▶ **EXERCISE AIM**: In the records below, find the line that contains "of the reflection", then transcribe it and every later line exactly, stopping at the final line.

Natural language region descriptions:
··········

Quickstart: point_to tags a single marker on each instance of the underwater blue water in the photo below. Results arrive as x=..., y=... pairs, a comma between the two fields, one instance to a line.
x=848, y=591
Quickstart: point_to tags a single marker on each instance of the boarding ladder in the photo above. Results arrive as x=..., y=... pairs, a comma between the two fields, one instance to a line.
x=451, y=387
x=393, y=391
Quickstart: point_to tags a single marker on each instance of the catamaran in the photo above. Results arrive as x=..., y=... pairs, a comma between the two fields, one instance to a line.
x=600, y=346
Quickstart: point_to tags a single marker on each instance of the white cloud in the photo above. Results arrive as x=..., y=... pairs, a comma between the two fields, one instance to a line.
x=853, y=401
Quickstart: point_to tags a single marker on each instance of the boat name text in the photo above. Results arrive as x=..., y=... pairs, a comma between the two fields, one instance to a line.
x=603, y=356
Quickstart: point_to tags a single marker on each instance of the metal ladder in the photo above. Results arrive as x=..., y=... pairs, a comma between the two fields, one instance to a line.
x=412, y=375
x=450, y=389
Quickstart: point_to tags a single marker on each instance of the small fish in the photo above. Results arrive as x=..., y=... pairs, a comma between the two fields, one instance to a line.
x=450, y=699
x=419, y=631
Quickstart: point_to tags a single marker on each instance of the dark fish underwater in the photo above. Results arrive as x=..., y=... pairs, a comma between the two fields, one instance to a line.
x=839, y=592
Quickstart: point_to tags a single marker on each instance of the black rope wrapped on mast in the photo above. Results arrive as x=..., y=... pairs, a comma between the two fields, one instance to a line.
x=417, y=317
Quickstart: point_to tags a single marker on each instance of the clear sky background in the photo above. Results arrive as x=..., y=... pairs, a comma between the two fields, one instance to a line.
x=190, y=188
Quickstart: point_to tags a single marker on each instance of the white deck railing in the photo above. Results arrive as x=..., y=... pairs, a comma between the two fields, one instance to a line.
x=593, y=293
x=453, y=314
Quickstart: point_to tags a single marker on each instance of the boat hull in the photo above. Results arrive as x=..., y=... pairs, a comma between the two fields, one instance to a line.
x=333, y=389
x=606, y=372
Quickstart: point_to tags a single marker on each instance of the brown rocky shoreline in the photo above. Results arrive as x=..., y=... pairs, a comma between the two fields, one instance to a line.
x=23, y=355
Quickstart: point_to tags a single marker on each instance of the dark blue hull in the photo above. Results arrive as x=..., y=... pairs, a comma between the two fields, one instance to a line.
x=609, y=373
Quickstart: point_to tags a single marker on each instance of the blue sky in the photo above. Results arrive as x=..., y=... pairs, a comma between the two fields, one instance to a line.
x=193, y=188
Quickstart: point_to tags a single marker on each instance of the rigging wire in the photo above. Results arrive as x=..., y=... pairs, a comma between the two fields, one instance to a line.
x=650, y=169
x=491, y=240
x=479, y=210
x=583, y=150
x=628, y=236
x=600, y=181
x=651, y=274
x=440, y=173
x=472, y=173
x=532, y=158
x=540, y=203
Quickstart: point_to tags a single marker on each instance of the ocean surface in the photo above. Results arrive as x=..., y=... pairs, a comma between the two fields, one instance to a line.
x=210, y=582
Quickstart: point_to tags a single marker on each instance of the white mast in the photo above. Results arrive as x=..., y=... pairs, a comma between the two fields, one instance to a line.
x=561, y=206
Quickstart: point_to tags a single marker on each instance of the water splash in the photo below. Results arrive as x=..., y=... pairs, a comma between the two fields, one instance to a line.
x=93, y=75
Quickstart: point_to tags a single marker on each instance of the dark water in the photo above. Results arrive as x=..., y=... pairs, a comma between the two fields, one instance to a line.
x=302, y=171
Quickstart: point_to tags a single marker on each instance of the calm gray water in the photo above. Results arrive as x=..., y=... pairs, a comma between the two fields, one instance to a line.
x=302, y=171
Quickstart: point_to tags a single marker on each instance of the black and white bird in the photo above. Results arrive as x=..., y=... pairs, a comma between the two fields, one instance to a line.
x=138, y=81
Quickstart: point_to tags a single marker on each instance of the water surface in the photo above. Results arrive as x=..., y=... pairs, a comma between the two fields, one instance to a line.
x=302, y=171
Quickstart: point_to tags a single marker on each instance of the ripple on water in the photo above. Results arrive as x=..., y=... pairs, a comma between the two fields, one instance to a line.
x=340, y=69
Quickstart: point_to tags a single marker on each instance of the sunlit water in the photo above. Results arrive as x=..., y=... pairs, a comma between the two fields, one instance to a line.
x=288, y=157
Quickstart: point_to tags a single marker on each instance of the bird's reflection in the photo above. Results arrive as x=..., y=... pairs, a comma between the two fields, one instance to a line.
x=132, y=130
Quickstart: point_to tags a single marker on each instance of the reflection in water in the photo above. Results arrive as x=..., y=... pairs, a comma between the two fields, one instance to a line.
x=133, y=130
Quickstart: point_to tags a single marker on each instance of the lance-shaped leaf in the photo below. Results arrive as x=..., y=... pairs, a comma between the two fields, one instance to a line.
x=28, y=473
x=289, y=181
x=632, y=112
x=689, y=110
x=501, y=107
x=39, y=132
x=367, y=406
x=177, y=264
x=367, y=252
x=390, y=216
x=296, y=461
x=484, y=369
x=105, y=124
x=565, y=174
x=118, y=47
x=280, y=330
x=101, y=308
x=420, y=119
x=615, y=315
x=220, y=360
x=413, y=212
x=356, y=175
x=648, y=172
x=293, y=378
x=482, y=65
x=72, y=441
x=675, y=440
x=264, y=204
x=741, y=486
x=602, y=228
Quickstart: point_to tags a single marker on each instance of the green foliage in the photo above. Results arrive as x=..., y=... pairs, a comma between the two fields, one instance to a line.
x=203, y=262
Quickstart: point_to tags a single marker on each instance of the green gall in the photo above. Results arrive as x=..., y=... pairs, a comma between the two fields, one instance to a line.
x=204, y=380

··········

▶ **SOLUTION TO THIS PROBLEM**:
Quickstart: point_to tags a single marker on each instance of the reflection in water in the photo above. Results arrive as x=..., y=... pairs, a comma between the two fields, one instance to a line.
x=133, y=130
Quickstart: point_to tags a single marker on each instance of the lance-shaped leaf in the photo below. Results arrive as x=..., y=... pairs, a comma between the two fields, one instance to a line.
x=28, y=473
x=289, y=181
x=632, y=112
x=689, y=110
x=501, y=107
x=39, y=132
x=367, y=406
x=177, y=264
x=367, y=252
x=390, y=216
x=296, y=461
x=484, y=369
x=105, y=124
x=565, y=174
x=118, y=47
x=280, y=330
x=101, y=308
x=420, y=119
x=615, y=315
x=220, y=360
x=413, y=212
x=356, y=175
x=648, y=172
x=293, y=378
x=482, y=65
x=72, y=441
x=675, y=440
x=264, y=204
x=741, y=486
x=602, y=228
Quickstart: point_to tags a single marker on each instance of the green foliage in the photo above. Results arrive as x=..., y=... pairs, a comma between the two fields, one instance to a line.
x=203, y=262
Quickstart: point_to tags a single marker on each instance of the green gall in the photo above. Results arrive as x=..., y=... pairs, a comma between the two fields, one instance to a line.
x=204, y=380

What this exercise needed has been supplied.